**Text:**
►

Mobilitätsforscher zum Infektionsschutz"Tests oder Masken sollten für Treffen verpflichtend sein"
Seit Anbeginn der Pandemie stehen private Treffen in Verruf. Das lasse sich auch wissenschaftlich begründen, sagt Mobilitätsforscher Kai Nagel. Doch auch in Büros und Schulen gebe es ein Ansteckungsrisiko. Um das zu minimieren, seien mehr Maßnahmen und nicht Verbote und Schließungen die Lösung.
Die Ansage zu Ostern lautet generell zu Hause bleiben und Kontakte vermeiden. Bye, bye Familienfest, höchstens zwei Haushalte mit bis zu fünf erwachsenen Personen dürfen an den bevorstehenden Feiertagen zusammenkommen. Die Hoffnung der Politik: so die dritte Corona-Welle einzudämmen.
"Private Treffen sollten nach draußen verlegt werden, oder aber man sollte die ganze Woche Schnelltests machen."
Wo Menschen zusammenkommen, verbreitet sich das Virus
Tatsächlich würden so kurzzeitige Kontaktbeschränkungen und zeitweise Schließungen, wie sie über Ostern zunächst geplant (23. März 2021) und dann wieder zurückgenommen wurden (24. März 2021), dazu beitragen, das Infektionsgeschehen zu minimieren, weiß Kai Nagel, Professor und Fachgebietsleiter am Institut für Land- und Seeverkehr der Technischen Universität Berlin.

◄

**Aufgabe 1:** Wiederhole aus dem Text zum Infektionsschutz wortgetreu die Stelle von "Die Ansage zu" bis einschließlich "dritte Corona-Welle einzudämmen.".
**Aufgabe 2:** An welchem Institut arbeitet Kai Nagel laut dem Text zum Infektionsschutz?

**Gezeigtes Material:**

►

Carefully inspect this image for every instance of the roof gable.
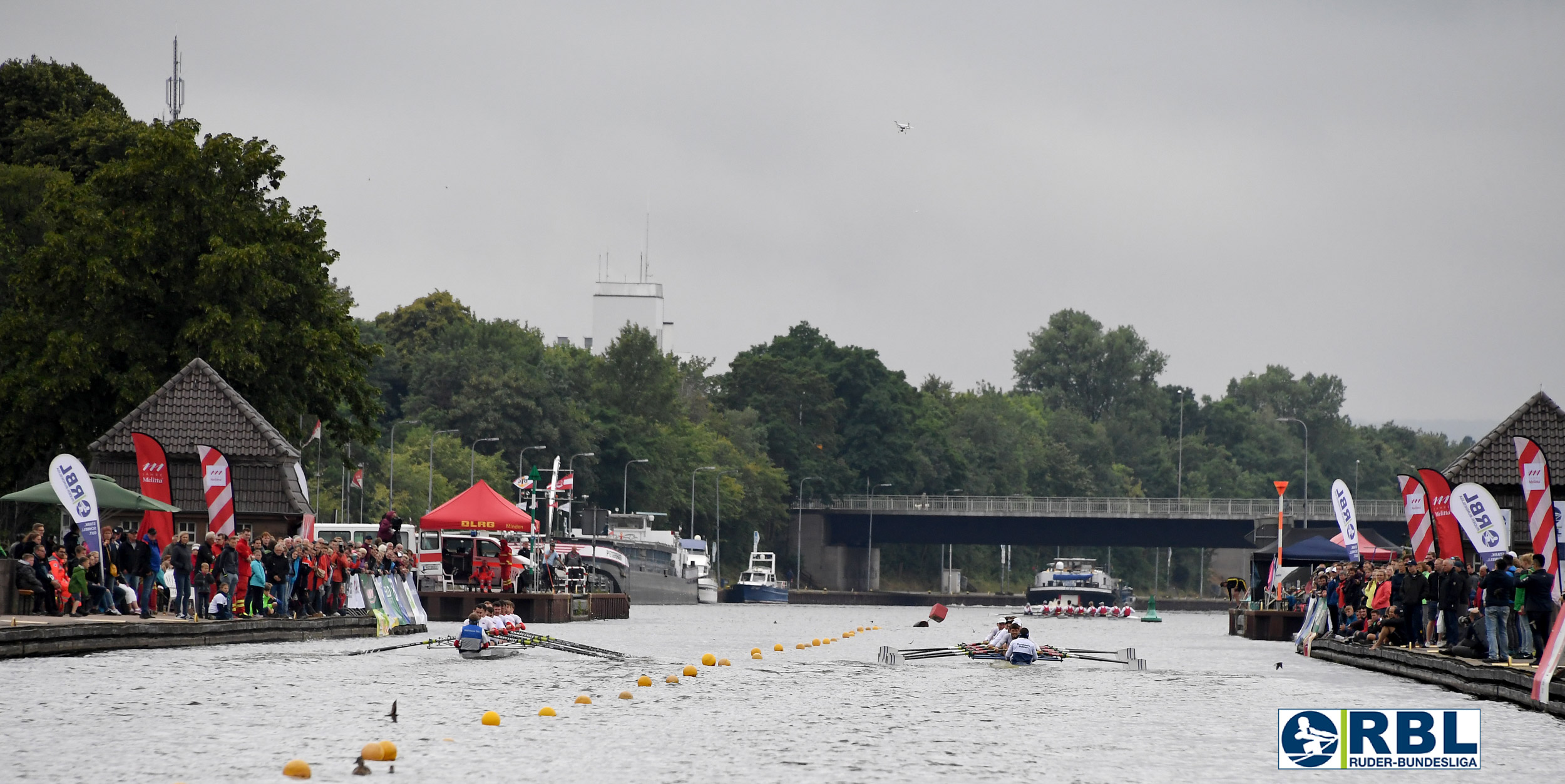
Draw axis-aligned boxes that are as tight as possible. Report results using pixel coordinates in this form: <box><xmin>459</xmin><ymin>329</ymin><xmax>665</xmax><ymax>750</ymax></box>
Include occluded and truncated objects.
<box><xmin>1445</xmin><ymin>391</ymin><xmax>1565</xmax><ymax>487</ymax></box>
<box><xmin>91</xmin><ymin>357</ymin><xmax>299</xmax><ymax>463</ymax></box>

◄

**Antwort 1:**
Die Ansage zu Ostern lautet generell zu Hause bleiben und Kontakte vermeiden. Bye, bye Familienfest, höchstens zwei Haushalte mit bis zu fünf erwachsenen Personen dürfen an den bevorstehenden Feiertagen zusammenkommen. Die Hoffnung der Politik: so die dritte Corona-Welle einzudämmen.

**Antwort 2:** Am Institut für Land- und Seeverkehr der Technischen Universität Berlin.